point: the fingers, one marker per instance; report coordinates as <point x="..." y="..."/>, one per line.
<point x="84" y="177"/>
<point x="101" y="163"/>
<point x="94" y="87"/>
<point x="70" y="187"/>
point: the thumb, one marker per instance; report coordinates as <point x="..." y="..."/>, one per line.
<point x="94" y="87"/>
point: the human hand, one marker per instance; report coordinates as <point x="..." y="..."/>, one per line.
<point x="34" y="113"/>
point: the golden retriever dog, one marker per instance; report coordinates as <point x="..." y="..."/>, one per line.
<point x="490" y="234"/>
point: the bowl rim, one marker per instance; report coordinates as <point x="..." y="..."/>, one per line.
· · · · ·
▶ [Task brief]
Please lay out the material above as a numbered list, leaving out any blank lines.

▶ [Exercise answer]
1. point: the fingers, one marker per instance; report coordinates as <point x="..." y="..."/>, one per line.
2. <point x="84" y="177"/>
3. <point x="101" y="163"/>
4. <point x="94" y="87"/>
5. <point x="70" y="187"/>
6. point: the thumb, one marker per instance; report coordinates as <point x="..." y="..."/>, one per line.
7. <point x="94" y="87"/>
8. point: the human hand, one marker per instance; report coordinates as <point x="..." y="..."/>, one per line.
9. <point x="34" y="113"/>
10. point: the golden retriever dog, one marker per instance; report coordinates as <point x="..." y="..."/>, one per line.
11. <point x="490" y="234"/>
12. point: the bowl rim, one marker per instance; report coordinates as <point x="..." y="..."/>, one per line.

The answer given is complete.